# Entries shown
● ● ●
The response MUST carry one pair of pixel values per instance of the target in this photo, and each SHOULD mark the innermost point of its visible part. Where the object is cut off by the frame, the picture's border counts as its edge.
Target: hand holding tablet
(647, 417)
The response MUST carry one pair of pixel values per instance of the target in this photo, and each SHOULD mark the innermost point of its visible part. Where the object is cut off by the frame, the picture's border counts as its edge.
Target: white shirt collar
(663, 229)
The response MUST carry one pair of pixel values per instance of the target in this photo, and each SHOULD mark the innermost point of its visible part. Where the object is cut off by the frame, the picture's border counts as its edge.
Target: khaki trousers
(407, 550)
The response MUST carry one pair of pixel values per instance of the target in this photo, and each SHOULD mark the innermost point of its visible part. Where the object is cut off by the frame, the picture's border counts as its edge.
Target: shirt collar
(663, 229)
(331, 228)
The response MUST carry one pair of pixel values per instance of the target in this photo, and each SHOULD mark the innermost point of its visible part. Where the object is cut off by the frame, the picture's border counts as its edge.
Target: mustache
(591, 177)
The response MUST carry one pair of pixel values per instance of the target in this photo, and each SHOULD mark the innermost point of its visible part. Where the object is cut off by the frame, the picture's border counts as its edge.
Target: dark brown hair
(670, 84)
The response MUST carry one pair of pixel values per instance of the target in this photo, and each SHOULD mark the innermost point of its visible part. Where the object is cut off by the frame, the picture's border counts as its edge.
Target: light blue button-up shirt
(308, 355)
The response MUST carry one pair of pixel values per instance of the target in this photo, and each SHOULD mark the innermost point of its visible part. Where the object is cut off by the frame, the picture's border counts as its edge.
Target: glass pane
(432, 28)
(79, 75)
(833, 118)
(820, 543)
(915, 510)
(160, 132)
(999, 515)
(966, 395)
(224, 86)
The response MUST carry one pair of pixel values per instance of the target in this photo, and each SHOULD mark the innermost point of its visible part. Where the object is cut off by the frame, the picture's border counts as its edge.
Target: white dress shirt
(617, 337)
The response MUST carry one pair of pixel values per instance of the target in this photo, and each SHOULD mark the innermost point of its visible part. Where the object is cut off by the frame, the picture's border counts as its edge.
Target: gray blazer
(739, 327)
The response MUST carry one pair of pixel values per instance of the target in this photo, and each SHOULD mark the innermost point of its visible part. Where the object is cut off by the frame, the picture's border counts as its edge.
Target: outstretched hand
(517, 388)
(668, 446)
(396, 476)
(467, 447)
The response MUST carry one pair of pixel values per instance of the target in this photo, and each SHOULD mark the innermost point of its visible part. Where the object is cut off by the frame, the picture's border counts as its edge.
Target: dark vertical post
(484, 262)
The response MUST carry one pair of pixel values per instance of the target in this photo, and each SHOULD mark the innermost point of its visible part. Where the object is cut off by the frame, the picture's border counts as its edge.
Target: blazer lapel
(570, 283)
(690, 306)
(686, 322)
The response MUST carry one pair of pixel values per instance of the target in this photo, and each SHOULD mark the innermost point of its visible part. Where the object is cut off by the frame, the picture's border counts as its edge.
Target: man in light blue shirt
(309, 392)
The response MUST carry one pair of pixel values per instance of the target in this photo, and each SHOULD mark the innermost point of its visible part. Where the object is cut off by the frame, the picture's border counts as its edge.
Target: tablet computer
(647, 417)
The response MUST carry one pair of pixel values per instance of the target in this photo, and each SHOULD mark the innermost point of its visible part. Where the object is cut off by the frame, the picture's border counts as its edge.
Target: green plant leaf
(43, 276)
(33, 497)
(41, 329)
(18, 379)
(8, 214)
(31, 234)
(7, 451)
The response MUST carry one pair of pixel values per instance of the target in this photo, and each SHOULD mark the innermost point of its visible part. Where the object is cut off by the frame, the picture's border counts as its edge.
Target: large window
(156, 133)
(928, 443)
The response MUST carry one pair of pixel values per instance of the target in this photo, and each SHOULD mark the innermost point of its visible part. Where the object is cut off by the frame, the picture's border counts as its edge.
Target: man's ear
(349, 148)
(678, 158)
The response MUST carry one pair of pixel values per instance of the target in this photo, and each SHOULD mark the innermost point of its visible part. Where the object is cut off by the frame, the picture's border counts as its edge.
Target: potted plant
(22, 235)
● ● ●
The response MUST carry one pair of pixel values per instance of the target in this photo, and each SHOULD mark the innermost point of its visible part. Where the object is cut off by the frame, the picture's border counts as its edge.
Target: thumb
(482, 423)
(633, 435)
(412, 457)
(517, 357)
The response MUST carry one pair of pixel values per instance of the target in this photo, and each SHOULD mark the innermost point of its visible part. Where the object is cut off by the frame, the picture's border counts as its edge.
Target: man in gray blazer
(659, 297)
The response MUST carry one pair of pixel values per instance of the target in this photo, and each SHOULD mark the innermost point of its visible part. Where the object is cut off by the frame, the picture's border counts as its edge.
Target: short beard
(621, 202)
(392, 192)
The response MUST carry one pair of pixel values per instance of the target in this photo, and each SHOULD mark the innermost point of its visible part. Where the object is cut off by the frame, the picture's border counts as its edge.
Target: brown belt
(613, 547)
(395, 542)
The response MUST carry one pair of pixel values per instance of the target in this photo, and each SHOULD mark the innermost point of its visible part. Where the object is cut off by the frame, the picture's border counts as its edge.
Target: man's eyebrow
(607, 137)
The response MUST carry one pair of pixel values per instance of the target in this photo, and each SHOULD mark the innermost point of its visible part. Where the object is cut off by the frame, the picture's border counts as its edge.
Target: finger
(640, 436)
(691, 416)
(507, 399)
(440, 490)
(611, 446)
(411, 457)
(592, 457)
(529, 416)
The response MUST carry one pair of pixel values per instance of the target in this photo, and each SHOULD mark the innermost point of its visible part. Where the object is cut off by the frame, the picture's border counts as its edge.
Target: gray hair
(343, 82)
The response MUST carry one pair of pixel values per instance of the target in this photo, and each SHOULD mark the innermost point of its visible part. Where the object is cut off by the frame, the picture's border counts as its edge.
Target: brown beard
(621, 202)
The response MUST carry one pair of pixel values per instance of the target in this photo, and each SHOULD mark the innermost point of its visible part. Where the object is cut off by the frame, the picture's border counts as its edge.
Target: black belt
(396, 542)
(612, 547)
● ● ●
# Aim of the exercise
Locate every line in the data above that contains the word "beard", and copy each of those lines.

# Output for this task
Target: short beard
Target: brown beard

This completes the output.